CPI, tribunais analisando irregularidades e impeachment são os desafios da presidenta

Rousseff durante encontro dos BRICS, na Rússia.
Rousseff durante encontro dos BRICS, na Rússia.IVAN SEKRETAREV (AFP)

Uma CPI investigando o escândalo da Petrobras, dois tribunais analisando denúncias eleitorais e supostas contas irregulares, além de uma oposição batendo panela ao insistir na tese do impeachment. Tudo isso, aliado à crise econômica que só deve começar a passar no ano que vem e a um Congresso Nacional rebelde, mostra que a presidenta Dilma Rousseff (PT) não terá folga nas próximas semanas. Por mais que diga que não “vai cair”, ela precisará montar uma boa estratégia política para ao menos melhorar sua avaliação popular.

Registros fornecidos:
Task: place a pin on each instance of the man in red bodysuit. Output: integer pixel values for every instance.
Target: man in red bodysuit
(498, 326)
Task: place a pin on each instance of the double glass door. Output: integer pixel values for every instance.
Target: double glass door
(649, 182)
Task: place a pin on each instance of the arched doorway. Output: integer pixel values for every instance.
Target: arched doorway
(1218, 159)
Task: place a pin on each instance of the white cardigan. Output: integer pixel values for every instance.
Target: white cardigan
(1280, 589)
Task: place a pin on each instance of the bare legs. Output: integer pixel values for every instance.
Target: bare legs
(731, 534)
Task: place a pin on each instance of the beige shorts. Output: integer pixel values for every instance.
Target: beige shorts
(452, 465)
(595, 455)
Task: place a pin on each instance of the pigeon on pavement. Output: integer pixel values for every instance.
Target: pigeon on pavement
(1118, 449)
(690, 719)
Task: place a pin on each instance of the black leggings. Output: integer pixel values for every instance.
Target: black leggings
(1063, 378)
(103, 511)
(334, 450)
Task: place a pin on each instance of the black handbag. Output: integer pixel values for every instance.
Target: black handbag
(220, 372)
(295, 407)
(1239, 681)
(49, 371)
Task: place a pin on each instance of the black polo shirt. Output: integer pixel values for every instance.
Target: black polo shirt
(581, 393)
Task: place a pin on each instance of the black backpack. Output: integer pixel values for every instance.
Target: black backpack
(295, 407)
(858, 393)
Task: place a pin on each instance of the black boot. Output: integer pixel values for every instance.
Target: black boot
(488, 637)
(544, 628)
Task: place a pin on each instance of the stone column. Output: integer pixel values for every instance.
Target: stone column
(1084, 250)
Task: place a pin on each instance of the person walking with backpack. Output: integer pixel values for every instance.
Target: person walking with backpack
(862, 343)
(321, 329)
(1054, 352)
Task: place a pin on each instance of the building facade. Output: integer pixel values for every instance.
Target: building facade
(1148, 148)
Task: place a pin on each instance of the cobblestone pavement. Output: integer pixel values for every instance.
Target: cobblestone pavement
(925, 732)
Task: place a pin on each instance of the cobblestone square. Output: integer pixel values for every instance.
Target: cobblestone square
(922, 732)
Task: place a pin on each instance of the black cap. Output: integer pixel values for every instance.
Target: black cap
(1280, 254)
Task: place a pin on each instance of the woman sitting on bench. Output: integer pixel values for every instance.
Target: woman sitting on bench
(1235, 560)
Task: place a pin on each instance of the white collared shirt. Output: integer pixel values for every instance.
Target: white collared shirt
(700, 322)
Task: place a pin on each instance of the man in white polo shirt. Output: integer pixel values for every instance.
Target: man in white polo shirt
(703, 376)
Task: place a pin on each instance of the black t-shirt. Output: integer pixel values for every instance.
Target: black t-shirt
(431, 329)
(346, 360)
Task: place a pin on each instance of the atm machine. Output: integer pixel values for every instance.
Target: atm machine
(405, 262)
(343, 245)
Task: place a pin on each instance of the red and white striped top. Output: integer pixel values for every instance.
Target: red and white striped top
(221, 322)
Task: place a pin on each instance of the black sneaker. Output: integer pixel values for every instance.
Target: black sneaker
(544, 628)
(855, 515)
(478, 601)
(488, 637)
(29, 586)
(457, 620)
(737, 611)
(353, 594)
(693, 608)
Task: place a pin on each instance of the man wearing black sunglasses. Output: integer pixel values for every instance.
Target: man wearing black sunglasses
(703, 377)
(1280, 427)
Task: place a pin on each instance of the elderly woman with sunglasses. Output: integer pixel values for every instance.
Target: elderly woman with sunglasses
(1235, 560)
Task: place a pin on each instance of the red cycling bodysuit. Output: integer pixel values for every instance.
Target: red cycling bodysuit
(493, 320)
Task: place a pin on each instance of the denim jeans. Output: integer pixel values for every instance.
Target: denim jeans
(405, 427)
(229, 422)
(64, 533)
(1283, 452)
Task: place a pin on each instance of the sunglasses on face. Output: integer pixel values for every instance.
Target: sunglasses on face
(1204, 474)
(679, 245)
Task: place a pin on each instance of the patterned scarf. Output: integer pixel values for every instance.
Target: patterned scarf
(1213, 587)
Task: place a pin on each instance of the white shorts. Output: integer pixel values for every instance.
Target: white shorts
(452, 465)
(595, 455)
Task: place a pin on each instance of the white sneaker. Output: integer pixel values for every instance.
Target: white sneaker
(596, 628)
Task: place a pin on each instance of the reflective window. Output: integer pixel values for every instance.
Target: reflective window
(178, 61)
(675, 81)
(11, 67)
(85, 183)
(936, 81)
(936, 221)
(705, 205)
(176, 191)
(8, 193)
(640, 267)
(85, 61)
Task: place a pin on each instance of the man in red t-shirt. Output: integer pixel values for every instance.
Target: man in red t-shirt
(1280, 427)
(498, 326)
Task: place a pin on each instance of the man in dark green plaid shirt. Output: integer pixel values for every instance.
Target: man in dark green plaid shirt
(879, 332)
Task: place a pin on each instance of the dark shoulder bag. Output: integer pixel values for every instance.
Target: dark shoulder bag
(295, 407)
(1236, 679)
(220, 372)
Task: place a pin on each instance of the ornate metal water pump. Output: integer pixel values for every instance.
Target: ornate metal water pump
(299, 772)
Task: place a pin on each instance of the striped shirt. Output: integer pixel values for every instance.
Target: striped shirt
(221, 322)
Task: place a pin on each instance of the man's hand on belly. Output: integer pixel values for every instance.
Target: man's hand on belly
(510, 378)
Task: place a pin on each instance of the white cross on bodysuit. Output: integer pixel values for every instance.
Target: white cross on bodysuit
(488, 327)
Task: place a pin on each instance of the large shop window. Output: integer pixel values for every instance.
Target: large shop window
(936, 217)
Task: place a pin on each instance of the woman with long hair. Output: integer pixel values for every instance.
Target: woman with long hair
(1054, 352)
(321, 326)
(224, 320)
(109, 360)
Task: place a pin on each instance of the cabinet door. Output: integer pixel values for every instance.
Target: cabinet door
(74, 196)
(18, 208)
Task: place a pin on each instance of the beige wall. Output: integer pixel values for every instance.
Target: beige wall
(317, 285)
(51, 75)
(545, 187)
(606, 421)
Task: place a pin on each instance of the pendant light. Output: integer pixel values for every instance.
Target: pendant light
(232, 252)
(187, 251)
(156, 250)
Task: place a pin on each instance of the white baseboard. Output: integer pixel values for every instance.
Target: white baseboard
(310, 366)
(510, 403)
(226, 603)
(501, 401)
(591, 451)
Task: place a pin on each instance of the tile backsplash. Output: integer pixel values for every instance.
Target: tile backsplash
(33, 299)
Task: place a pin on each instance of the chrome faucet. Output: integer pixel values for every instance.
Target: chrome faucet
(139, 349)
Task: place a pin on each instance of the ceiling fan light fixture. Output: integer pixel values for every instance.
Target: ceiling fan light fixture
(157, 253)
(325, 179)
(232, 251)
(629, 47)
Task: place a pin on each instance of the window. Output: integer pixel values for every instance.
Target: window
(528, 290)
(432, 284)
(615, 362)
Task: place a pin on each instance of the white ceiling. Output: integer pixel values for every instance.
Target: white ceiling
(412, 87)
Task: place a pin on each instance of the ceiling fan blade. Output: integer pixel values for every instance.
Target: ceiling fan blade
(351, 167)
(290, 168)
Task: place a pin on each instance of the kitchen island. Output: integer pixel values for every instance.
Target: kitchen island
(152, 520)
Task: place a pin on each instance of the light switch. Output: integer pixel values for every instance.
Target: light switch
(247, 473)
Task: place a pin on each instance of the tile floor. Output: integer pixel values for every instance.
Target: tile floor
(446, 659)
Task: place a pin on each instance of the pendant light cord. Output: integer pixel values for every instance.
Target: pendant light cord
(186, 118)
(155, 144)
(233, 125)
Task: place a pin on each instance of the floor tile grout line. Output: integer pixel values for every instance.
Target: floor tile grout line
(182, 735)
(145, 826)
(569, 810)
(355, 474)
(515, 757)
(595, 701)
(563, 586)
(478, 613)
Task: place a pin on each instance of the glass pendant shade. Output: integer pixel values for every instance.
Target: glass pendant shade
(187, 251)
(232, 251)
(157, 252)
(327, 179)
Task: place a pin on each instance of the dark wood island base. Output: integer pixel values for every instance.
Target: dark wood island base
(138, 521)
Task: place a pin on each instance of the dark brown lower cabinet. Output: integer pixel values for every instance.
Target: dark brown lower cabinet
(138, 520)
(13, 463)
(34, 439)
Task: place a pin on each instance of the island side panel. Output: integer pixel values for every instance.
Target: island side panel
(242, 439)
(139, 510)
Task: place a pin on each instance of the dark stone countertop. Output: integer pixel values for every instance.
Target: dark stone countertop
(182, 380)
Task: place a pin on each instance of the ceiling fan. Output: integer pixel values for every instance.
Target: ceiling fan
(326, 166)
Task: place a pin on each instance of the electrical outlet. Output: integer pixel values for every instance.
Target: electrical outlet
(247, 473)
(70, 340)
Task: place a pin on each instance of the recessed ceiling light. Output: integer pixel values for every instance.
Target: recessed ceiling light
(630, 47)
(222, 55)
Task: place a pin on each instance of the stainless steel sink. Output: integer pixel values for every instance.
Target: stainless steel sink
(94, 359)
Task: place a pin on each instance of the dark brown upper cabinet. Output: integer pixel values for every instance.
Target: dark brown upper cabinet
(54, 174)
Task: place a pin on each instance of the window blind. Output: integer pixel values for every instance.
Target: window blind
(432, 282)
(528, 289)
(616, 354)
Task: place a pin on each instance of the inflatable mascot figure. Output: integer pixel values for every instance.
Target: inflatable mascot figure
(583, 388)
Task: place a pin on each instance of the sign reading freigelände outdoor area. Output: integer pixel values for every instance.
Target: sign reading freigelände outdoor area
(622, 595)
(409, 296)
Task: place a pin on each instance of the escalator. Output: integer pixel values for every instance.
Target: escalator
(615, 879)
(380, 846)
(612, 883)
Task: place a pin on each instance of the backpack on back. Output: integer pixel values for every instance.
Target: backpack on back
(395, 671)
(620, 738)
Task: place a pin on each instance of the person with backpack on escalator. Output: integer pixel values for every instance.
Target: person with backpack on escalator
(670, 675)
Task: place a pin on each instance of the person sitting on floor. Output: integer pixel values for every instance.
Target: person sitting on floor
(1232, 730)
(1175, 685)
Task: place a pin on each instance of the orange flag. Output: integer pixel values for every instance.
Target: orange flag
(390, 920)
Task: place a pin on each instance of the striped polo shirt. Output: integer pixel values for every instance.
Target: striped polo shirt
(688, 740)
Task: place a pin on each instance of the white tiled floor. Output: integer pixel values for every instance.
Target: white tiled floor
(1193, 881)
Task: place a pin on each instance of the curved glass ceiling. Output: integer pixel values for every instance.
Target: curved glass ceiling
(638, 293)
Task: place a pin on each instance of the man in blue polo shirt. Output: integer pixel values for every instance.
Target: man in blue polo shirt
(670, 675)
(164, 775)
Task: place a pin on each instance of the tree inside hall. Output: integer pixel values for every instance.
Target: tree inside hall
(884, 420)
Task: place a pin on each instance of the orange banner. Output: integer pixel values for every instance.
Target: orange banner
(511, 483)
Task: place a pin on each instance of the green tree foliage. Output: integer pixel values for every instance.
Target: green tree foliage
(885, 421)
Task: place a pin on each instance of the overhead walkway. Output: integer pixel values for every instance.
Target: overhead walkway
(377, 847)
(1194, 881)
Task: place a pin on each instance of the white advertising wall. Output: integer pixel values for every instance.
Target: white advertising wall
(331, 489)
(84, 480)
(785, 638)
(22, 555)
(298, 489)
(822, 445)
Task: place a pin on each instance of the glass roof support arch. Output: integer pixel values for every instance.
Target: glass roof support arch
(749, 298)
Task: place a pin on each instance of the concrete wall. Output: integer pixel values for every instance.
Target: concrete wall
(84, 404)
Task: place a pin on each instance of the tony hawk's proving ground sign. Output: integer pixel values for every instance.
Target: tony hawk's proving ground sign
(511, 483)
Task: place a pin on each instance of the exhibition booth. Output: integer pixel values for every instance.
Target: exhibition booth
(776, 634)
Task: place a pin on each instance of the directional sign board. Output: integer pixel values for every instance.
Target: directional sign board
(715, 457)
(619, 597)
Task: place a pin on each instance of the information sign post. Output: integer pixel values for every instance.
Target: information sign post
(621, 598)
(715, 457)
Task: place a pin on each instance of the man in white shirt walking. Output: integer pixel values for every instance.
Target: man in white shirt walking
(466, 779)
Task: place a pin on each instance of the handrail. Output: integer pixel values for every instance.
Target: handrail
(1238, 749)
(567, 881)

A fazer:
a – Por favor, transcreva do trecho para leitura a parte que começa em "CPI, tribunais analisando" e segue até "Rússia.IVAN SEKRETAREV (AFP)".
b – Segundo o trecho para leitura, que escândalo a CPI está investigando?

Resultados das tarefas:
a –
CPI, tribunais analisando irregularidades e impeachment são os desafios da presidenta

Rousseff durante encontro dos BRICS, na Rússia.
Rousseff durante encontro dos BRICS, na Rússia.IVAN SEKRETAREV (AFP)

b – O escândalo da Petrobras.